◆ Work required
Format the data below as a JSON list of strings, one string per line, with blank lines omitted. Cover all of the data, and leave the pictures out of your answer.

## BEGIN Available data

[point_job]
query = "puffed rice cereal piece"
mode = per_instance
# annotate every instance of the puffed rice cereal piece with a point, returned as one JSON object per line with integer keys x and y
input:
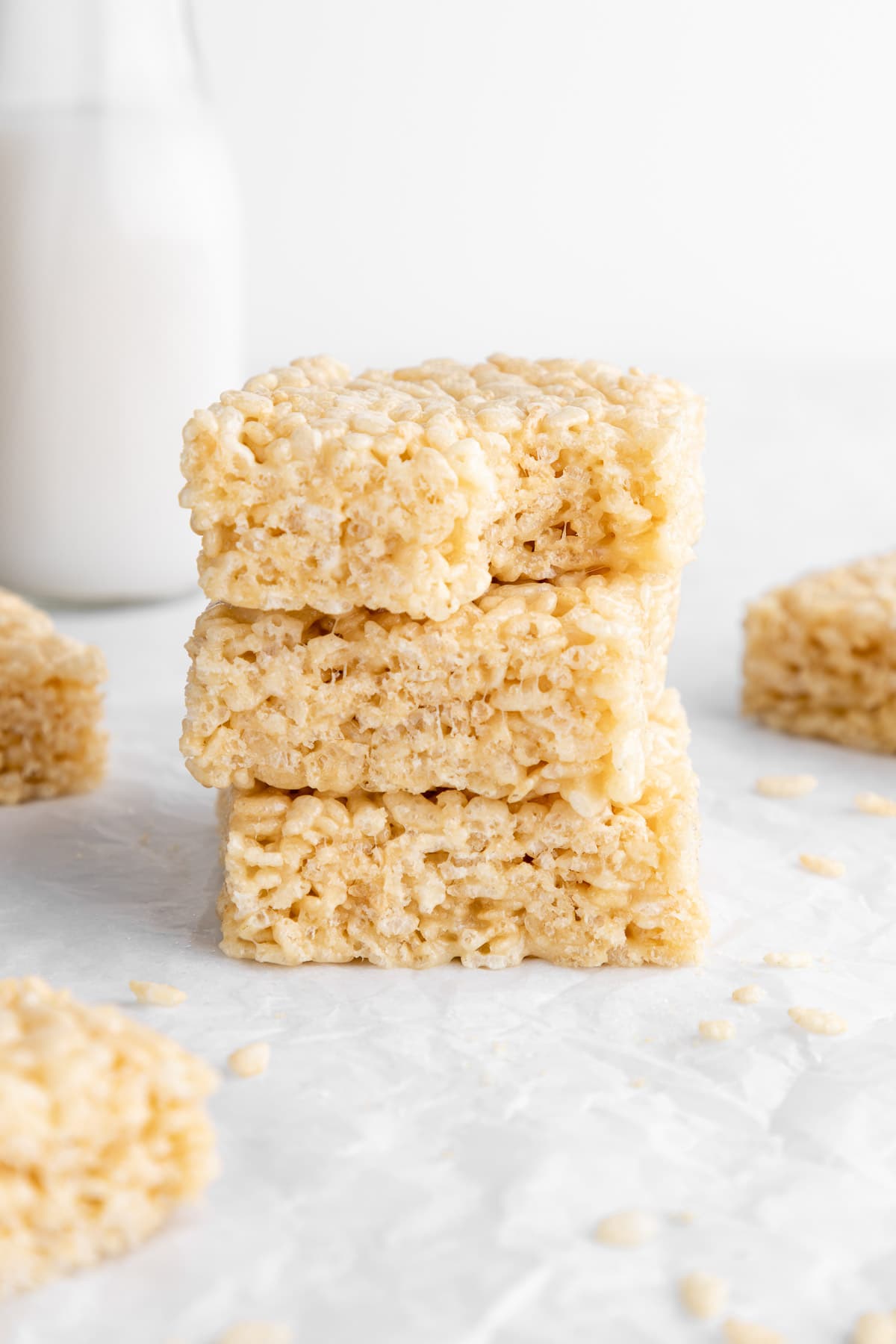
{"x": 820, "y": 656}
{"x": 52, "y": 737}
{"x": 149, "y": 992}
{"x": 748, "y": 995}
{"x": 876, "y": 806}
{"x": 102, "y": 1132}
{"x": 821, "y": 1021}
{"x": 632, "y": 1228}
{"x": 410, "y": 491}
{"x": 250, "y": 1061}
{"x": 535, "y": 688}
{"x": 786, "y": 785}
{"x": 703, "y": 1295}
{"x": 257, "y": 1332}
{"x": 414, "y": 880}
{"x": 824, "y": 867}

## END Available data

◆ Written answer
[
  "[point_job]",
  "query = \"puffed rice cereal piece\"",
  "mode = per_instance",
  "# annotate every instance of the puffed rice cereal piece with a point, returned as one JSON object per line with integer keys x and y",
  "input:",
  "{\"x\": 820, \"y\": 656}",
  "{\"x\": 52, \"y\": 737}",
  "{\"x\": 149, \"y\": 992}",
  "{\"x\": 748, \"y\": 995}",
  "{\"x\": 876, \"y\": 806}",
  "{\"x\": 102, \"y\": 1132}",
  "{\"x\": 821, \"y\": 1021}",
  "{\"x\": 632, \"y\": 1228}",
  "{\"x\": 410, \"y\": 491}",
  "{\"x\": 250, \"y\": 1061}",
  "{\"x\": 535, \"y\": 688}",
  "{\"x\": 786, \"y\": 785}",
  "{\"x\": 703, \"y\": 1295}",
  "{\"x\": 257, \"y\": 1332}",
  "{\"x\": 414, \"y\": 880}",
  "{\"x\": 824, \"y\": 867}"
]